**Text section:**
=====
The dry period and particularly the transition period (typically defined as three weeks pre- to three weeks post-calving) is one of the most important phases of the production cycle for the modern dairy cow.
These periods influence the production and fertility in the forthcoming lactation, periparturient diseases and both existing and future mammary infections.
The following four points are some of the key considerations during the dry period:
1. Appropriate ration and intake
Over-feeding during the early dry period (typically 60-20 days pre-calving) has been associated with poor dry matter intakes (DMI), increased risk of fat mobilisation, increased risk of metabolic disease and poor reproductive and productive performance during early lactation. This typically means you should be aiming to provide rations with energy densities of about 90MJ ME/day. Conversely, under-feeding through this period can be equally dangerous.
DMI naturally declines in the final two weeks of the dry period, therefore you should aim to maximise DMI by ensuring ration palatability and availability while increasing the energy intake to about 110-120MJ ME/day.
=====
**What you need to do:**
A. In the dairy cow text, how is the transition period typically defined?
B. Copy the dairy cow text word for word, starting at the words "The following four" and stopping after "about 110-120MJ ME/day.".

**Extracted material:**
=====
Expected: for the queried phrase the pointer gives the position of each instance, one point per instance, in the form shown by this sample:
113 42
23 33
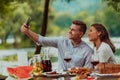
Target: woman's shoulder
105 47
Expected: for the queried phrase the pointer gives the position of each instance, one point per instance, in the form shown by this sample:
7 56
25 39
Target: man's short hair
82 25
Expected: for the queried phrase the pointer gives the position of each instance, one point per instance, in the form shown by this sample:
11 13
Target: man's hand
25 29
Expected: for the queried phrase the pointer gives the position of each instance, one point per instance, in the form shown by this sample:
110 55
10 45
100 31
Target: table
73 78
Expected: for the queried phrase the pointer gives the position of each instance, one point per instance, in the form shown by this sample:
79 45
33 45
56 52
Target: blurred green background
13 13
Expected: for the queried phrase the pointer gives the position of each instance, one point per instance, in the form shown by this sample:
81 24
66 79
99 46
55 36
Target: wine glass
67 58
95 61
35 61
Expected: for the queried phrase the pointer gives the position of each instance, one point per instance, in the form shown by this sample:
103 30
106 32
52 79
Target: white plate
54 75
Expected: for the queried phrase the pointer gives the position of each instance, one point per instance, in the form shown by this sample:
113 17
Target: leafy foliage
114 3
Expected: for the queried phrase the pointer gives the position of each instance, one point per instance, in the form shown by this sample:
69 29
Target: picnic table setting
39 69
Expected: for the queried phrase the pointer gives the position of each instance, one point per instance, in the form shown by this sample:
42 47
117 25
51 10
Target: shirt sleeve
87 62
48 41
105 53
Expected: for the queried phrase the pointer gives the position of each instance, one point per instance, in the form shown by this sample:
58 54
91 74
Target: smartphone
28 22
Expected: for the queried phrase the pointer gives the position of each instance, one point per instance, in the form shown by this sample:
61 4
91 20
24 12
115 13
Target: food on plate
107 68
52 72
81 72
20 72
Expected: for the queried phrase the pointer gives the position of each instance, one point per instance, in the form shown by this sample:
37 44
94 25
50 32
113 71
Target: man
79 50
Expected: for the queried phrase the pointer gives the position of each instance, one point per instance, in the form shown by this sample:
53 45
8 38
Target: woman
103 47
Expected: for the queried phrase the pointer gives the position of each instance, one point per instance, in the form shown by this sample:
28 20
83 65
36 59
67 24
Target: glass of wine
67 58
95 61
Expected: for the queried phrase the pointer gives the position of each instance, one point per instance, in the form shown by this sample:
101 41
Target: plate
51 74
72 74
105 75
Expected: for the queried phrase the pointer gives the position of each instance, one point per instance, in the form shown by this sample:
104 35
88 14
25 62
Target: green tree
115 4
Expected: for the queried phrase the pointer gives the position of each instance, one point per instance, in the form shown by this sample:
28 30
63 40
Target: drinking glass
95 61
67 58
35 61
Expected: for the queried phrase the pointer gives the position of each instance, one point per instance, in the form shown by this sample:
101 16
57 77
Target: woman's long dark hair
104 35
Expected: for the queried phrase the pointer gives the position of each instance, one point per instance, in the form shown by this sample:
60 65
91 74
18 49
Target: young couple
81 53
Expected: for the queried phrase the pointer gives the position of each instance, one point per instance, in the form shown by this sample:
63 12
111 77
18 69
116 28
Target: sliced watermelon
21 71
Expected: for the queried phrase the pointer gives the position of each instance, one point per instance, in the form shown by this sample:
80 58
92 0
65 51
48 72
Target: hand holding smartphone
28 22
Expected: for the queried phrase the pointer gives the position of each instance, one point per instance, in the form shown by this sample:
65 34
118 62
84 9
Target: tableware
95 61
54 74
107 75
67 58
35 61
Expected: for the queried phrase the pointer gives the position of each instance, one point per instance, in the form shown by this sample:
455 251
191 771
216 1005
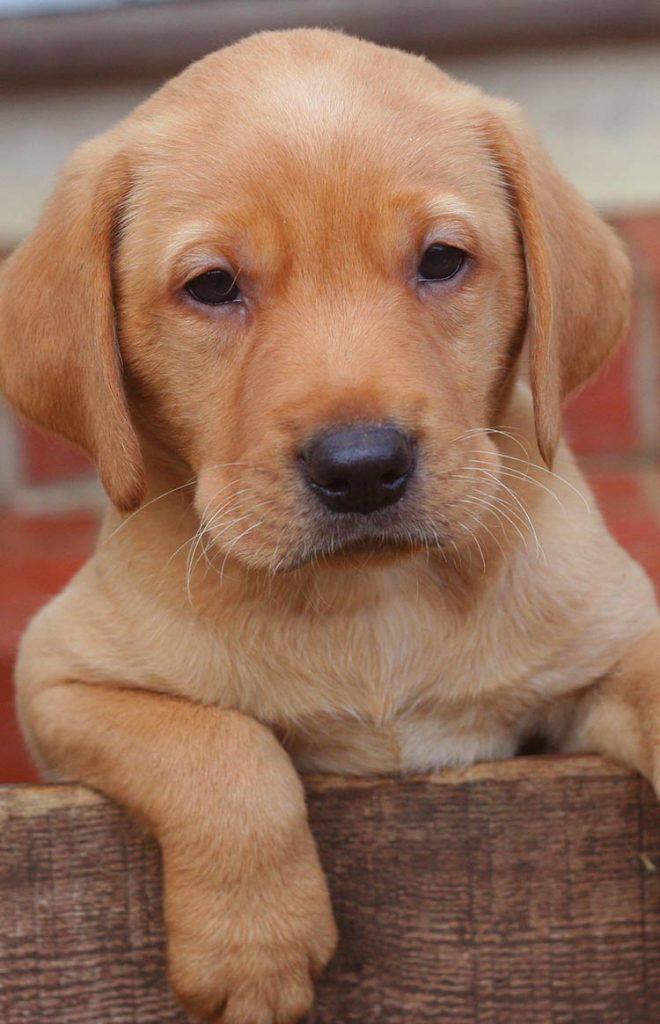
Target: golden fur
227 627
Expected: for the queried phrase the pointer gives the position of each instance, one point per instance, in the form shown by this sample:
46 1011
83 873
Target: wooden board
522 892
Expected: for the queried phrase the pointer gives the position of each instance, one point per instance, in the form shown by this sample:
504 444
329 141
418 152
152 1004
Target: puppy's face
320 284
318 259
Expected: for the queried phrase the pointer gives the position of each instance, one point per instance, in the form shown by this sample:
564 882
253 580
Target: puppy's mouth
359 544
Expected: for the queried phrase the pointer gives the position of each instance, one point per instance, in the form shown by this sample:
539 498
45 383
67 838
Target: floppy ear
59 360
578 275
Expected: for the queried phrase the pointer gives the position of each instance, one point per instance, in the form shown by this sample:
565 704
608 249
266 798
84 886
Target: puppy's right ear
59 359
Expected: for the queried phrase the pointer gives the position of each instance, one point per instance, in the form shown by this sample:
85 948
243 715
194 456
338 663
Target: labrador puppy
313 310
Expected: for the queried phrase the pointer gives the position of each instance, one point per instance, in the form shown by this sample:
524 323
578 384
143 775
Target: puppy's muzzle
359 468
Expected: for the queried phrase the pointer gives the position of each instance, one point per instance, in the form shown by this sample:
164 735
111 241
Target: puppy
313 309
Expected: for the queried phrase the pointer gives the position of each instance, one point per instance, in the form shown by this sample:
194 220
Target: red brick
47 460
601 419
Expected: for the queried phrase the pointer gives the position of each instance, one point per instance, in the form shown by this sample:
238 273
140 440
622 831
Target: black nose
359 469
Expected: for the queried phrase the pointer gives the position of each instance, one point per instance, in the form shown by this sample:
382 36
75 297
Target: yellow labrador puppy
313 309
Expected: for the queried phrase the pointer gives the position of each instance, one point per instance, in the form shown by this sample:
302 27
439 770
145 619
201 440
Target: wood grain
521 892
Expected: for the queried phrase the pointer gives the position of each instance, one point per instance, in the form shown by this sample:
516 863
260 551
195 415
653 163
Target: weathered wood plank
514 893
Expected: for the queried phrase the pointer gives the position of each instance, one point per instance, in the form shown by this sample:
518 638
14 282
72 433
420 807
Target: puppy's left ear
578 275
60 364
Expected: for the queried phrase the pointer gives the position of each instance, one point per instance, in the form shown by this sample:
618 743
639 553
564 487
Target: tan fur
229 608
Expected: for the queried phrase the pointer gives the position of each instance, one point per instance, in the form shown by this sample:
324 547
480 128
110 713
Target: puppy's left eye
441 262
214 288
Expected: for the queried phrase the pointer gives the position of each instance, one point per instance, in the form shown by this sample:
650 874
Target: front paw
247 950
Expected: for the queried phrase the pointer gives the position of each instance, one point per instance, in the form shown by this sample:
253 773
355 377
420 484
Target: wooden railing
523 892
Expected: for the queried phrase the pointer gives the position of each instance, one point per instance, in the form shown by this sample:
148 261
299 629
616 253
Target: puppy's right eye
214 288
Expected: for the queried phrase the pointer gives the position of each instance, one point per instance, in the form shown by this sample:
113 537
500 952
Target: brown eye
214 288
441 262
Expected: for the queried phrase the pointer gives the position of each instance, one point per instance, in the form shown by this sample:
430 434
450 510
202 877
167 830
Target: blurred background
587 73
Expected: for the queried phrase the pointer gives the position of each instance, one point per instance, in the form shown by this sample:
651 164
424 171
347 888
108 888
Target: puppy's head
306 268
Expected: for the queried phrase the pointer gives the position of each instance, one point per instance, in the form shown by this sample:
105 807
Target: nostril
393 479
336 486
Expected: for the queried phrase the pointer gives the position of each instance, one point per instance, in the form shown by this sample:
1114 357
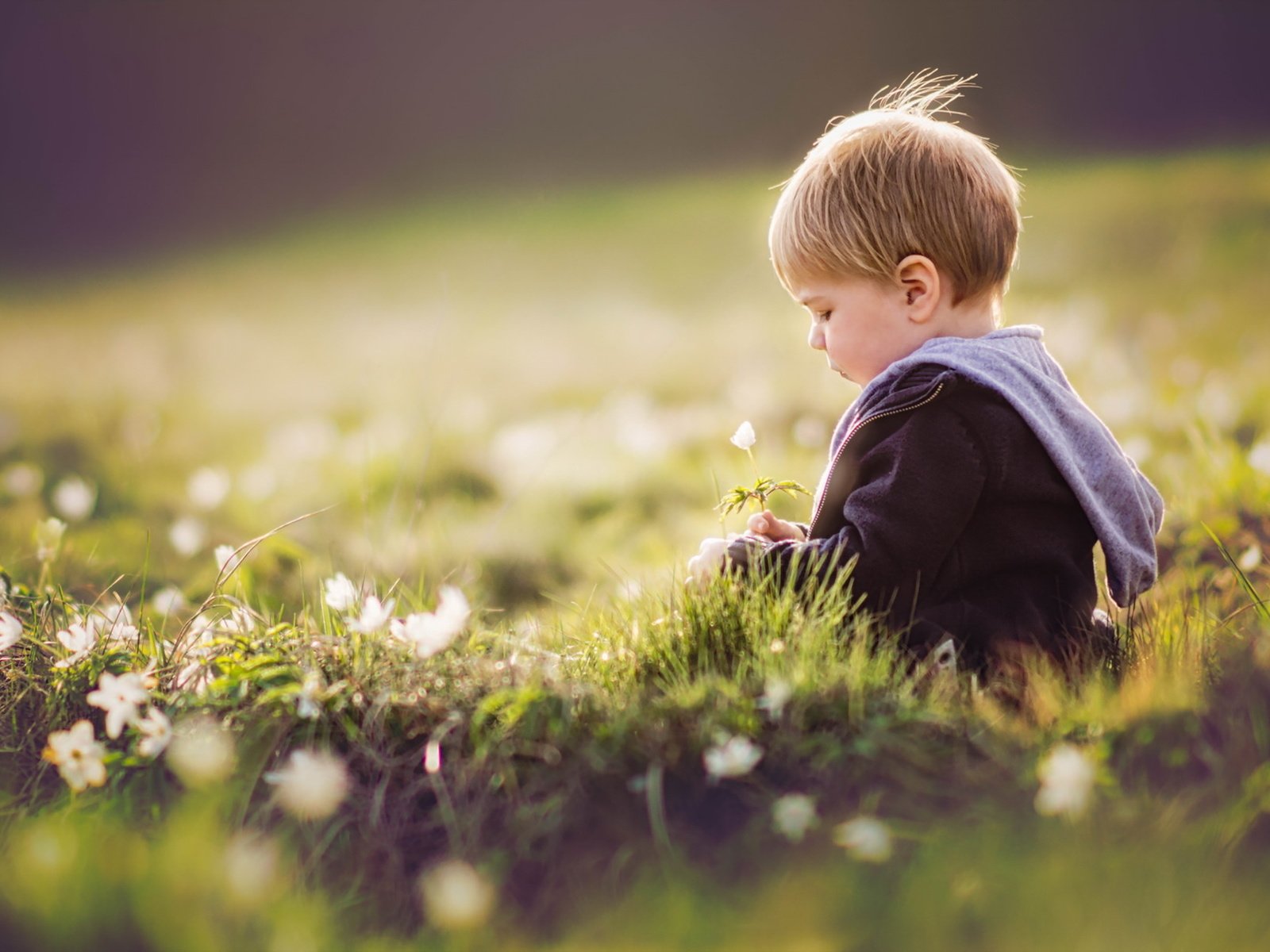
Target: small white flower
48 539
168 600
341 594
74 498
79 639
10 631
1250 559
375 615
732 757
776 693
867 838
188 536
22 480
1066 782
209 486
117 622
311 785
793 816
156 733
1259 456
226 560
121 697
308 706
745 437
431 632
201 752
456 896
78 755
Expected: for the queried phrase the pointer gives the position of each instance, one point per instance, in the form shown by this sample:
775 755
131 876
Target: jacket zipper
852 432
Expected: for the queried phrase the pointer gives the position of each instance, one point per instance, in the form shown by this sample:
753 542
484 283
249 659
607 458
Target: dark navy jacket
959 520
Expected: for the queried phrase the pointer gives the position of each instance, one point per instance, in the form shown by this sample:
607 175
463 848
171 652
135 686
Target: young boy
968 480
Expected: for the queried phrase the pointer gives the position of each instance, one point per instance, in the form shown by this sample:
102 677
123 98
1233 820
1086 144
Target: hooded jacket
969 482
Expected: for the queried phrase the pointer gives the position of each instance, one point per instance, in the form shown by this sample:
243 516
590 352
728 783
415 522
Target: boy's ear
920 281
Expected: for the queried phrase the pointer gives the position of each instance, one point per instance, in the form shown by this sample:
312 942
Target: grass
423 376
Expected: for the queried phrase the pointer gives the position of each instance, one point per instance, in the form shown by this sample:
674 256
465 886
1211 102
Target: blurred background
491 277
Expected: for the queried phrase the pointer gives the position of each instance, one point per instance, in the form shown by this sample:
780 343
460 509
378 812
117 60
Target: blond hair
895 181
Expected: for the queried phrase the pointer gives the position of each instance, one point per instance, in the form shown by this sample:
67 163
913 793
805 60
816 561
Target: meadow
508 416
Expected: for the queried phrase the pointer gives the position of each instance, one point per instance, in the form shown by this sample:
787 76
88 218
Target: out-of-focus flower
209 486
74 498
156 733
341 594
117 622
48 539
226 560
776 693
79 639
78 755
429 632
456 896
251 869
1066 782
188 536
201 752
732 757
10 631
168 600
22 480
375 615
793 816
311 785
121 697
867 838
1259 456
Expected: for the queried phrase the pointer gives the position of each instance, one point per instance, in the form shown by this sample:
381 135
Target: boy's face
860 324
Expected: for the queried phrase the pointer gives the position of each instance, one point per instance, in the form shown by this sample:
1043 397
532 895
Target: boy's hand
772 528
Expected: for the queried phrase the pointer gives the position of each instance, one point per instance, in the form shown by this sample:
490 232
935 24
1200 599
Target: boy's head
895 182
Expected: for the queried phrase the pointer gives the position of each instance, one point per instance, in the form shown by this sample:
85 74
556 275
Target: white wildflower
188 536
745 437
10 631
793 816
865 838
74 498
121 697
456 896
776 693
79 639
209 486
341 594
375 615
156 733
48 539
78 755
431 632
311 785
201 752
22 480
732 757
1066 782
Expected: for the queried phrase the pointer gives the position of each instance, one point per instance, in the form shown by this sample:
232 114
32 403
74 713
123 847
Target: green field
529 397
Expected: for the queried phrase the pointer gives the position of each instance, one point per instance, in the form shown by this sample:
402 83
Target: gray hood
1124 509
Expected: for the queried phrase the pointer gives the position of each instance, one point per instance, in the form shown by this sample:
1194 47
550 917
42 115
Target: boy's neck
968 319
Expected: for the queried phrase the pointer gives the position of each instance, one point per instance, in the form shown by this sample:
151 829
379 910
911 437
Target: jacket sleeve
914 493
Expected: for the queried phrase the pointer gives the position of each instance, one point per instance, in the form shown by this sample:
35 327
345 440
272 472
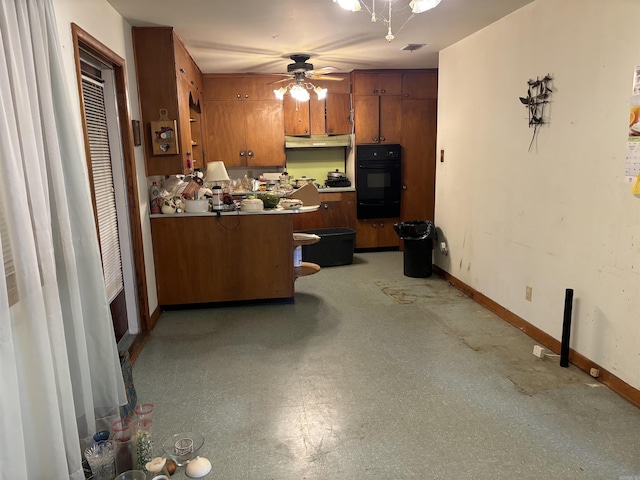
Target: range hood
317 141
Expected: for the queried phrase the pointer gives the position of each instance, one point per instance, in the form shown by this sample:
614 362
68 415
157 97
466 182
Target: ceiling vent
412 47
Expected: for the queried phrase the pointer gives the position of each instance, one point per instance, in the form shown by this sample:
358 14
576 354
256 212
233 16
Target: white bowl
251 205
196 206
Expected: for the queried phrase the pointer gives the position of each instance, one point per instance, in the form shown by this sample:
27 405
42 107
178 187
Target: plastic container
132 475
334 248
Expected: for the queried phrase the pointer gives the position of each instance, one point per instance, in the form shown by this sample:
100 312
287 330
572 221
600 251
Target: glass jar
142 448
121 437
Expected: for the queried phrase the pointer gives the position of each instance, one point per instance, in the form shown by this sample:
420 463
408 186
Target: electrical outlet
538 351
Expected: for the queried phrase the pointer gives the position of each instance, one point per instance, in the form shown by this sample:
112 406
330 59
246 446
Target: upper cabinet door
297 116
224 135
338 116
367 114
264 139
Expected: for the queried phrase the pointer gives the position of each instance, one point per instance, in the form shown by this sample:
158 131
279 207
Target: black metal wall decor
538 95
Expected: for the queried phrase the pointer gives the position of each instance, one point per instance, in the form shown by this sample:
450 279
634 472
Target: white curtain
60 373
=====
**List of answers:**
A. From three weeks before calving to three weeks after calving.

B.
The following four points are some of the key considerations during the dry period:
1. Appropriate ration and intake
Over-feeding during the early dry period (typically 60-20 days pre-calving) has been associated with poor dry matter intakes (DMI), increased risk of fat mobilisation, increased risk of metabolic disease and poor reproductive and productive performance during early lactation. This typically means you should be aiming to provide rations with energy densities of about 90MJ ME/day. Conversely, under-feeding through this period can be equally dangerous.
DMI naturally declines in the final two weeks of the dry period, therefore you should aim to maximise DMI by ensuring ration palatability and availability while increasing the energy intake to about 110-120MJ ME/day.